**EXERCISE BRIEF:**
The entries below need to be written out exactly, with no pictures included.

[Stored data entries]
=======

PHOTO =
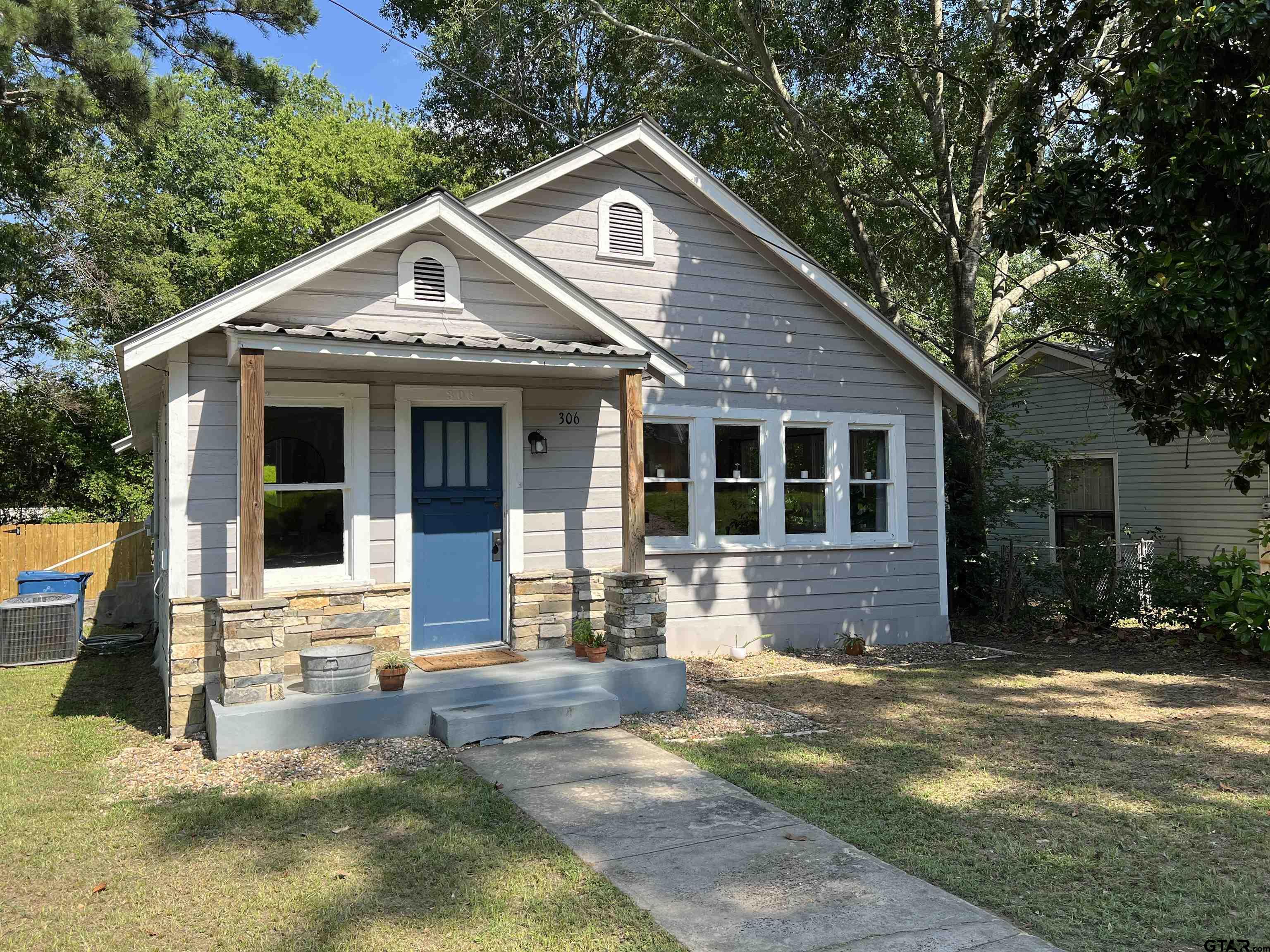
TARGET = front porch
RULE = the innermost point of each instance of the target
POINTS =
(550, 691)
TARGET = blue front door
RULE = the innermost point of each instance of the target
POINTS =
(458, 487)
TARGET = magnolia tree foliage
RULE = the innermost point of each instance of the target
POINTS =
(1175, 179)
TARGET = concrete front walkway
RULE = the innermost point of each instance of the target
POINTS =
(721, 869)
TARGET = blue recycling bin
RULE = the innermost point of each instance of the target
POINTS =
(33, 583)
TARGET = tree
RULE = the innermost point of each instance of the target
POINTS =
(1178, 179)
(873, 134)
(154, 224)
(75, 70)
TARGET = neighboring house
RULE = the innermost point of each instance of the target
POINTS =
(1113, 479)
(449, 424)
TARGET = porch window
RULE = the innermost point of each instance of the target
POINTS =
(871, 484)
(305, 486)
(807, 484)
(1084, 499)
(738, 480)
(667, 481)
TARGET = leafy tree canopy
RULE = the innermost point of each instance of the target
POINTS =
(153, 224)
(1177, 177)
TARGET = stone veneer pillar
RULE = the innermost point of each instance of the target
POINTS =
(635, 615)
(547, 603)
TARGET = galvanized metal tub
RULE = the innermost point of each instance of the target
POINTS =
(337, 669)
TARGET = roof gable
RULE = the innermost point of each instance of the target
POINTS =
(439, 209)
(708, 192)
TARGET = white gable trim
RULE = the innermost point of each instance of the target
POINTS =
(727, 202)
(444, 209)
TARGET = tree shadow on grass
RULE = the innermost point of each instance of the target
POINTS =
(1093, 808)
(122, 687)
(436, 859)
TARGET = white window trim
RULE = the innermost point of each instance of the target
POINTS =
(677, 541)
(764, 480)
(607, 202)
(773, 460)
(1115, 490)
(831, 511)
(510, 400)
(406, 299)
(355, 399)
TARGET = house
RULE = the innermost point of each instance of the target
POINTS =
(1113, 479)
(601, 384)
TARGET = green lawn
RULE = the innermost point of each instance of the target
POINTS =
(1095, 804)
(436, 861)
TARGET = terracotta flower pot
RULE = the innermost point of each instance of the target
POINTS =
(393, 678)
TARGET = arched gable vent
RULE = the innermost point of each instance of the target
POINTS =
(625, 228)
(428, 278)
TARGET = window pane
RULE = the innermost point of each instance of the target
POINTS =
(736, 452)
(666, 450)
(304, 528)
(478, 441)
(869, 507)
(434, 455)
(666, 508)
(869, 455)
(804, 508)
(456, 454)
(1086, 486)
(804, 454)
(304, 445)
(737, 509)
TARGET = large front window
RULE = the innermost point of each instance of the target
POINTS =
(305, 484)
(667, 481)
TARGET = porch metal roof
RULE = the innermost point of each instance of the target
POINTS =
(472, 342)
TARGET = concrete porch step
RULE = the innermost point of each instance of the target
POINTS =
(559, 711)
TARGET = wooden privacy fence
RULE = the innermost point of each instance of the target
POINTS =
(38, 546)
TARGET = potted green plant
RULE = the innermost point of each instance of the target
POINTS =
(393, 669)
(582, 634)
(851, 644)
(597, 648)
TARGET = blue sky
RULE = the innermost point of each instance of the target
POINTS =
(347, 50)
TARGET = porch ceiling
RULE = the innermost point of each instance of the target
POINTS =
(368, 350)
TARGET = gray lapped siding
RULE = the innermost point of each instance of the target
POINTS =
(1180, 488)
(752, 339)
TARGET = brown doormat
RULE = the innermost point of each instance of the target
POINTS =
(468, 659)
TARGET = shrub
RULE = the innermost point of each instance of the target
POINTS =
(1240, 605)
(1178, 591)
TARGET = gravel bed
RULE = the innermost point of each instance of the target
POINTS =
(722, 668)
(713, 714)
(174, 766)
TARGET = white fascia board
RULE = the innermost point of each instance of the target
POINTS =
(531, 272)
(281, 343)
(505, 254)
(189, 324)
(732, 206)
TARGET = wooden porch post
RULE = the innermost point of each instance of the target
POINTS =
(633, 470)
(251, 539)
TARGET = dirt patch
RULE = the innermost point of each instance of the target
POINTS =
(717, 668)
(711, 714)
(187, 766)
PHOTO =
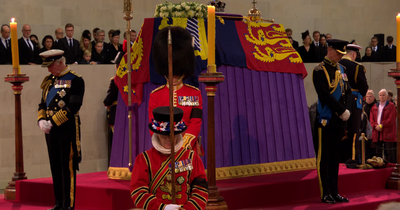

=======

**ANSWER BOX:**
PHOTO =
TARGET = front porch
RULE = the innermost point of each instance of the target
POINTS =
(550, 691)
TARGET = blue front door
RULE = the innermost point of each instance of the target
POINTS =
(458, 487)
TARGET = magnolia tree foliage
RULE = the innermost point of each instance of the target
POINTS =
(1175, 179)
TARGET = concrete front walkway
RULE = the innermost point of each instance of the target
POINTS =
(721, 869)
TARGET = blue recycling bin
RULE = the innermost point of each instance of the target
POINTS =
(33, 583)
TARGET = tree
RULE = the innermost point of each instance of the target
POINTS =
(1178, 179)
(873, 134)
(154, 224)
(75, 70)
TARGET = neighboring house
RULE = the innermost point of each instance of the target
POINTS =
(1113, 479)
(449, 424)
TARGET = porch window
RULE = the innermost point of each instance of the target
POINTS =
(871, 484)
(305, 486)
(807, 484)
(1084, 499)
(738, 480)
(667, 481)
TARGET = leafy tree canopy
RULE = the innermost point of each instance of the target
POINTS =
(153, 224)
(1177, 177)
TARGET = stone veneer pillar
RULE = the innermost point of each instance of the target
POINTS =
(635, 615)
(547, 603)
TARGET = galvanized metal tub
RULE = the innermost point of each instance of the target
POINTS =
(337, 669)
TARGET = roof gable
RULE = the innermost point of each instance of the target
POINTS =
(439, 209)
(708, 192)
TARGET = white gable trim
RULE = the innermost point of each instance of the target
POINTS =
(727, 202)
(444, 209)
TARGET = tree shadow on grass
RULE = the innermost point of each instance of the target
POINTS =
(1093, 808)
(122, 687)
(436, 859)
TARGET = white window trim
RULE = the innermost point of each instance of the target
POINTS =
(677, 541)
(764, 480)
(607, 202)
(773, 460)
(1115, 490)
(831, 511)
(510, 400)
(406, 299)
(355, 399)
TARGET = house
RULE = the innermost point of each instance of the target
POINTS =
(1113, 479)
(601, 384)
TARGET = green lawn
RULE = the innermost point of each instance of the target
POINTS =
(1095, 804)
(436, 861)
TARGET = terracotta flower pot
RULE = the innermost point of each instance of the target
POINTS =
(393, 678)
TARGET = arched gable vent
RULE = the innermost point of each instance of the target
POINTS =
(625, 228)
(428, 278)
TARGET = window pane
RULE = the innermost point of each instance of the target
POINTS =
(736, 452)
(666, 450)
(304, 528)
(478, 441)
(869, 507)
(434, 455)
(666, 508)
(869, 455)
(804, 508)
(456, 454)
(1086, 486)
(804, 454)
(304, 445)
(737, 509)
TARGET = large front window
RULE = the innermost point of each instance of the target
POINTS =
(305, 484)
(667, 481)
TARGET = porch metal roof
RULE = the innermost point of each instance of the target
POINTS =
(472, 342)
TARGET = concrete porch step
RULE = the innermost point of each instance of the target
POINTS =
(559, 711)
TARGET = wooden privacy fence
RULE = the innermost point of each instance of the target
POINTS =
(38, 546)
TARGET = potted green plant
RULE = the innermost point of each instance of the target
POINTS =
(393, 669)
(582, 634)
(851, 644)
(597, 648)
TARGET = blue sky
RULE = the innermost point of each instance of the target
POINTS =
(347, 50)
TARGET = porch ceiling
RULE = the innermost point of each instance of the target
POINTS =
(368, 350)
TARGET = gray lapped siding
RULE = the innermost point of each instance of the target
POINTS =
(1180, 488)
(752, 339)
TARGET = brown doormat
RULE = the innermost point of each instance of the target
POINTS =
(468, 659)
TARGET = shrub
RULE = the innermost point of each instance of the target
POINTS =
(1240, 605)
(1178, 591)
TARGET = gravel bed
RULE = the innermost point of each instance of the target
POINTS =
(722, 668)
(713, 714)
(174, 766)
TARGET = white fascia board
RULE = the innermost point of each instance of the target
POINTS =
(531, 272)
(281, 343)
(505, 254)
(189, 324)
(732, 206)
TARGET = wooden porch post
RULE = the innermost point of each instance of the target
POINTS =
(633, 470)
(251, 539)
TARGET = dirt patch
RULE = the innermost point of each instance of the target
POINTS =
(717, 668)
(711, 714)
(187, 766)
PHOTO =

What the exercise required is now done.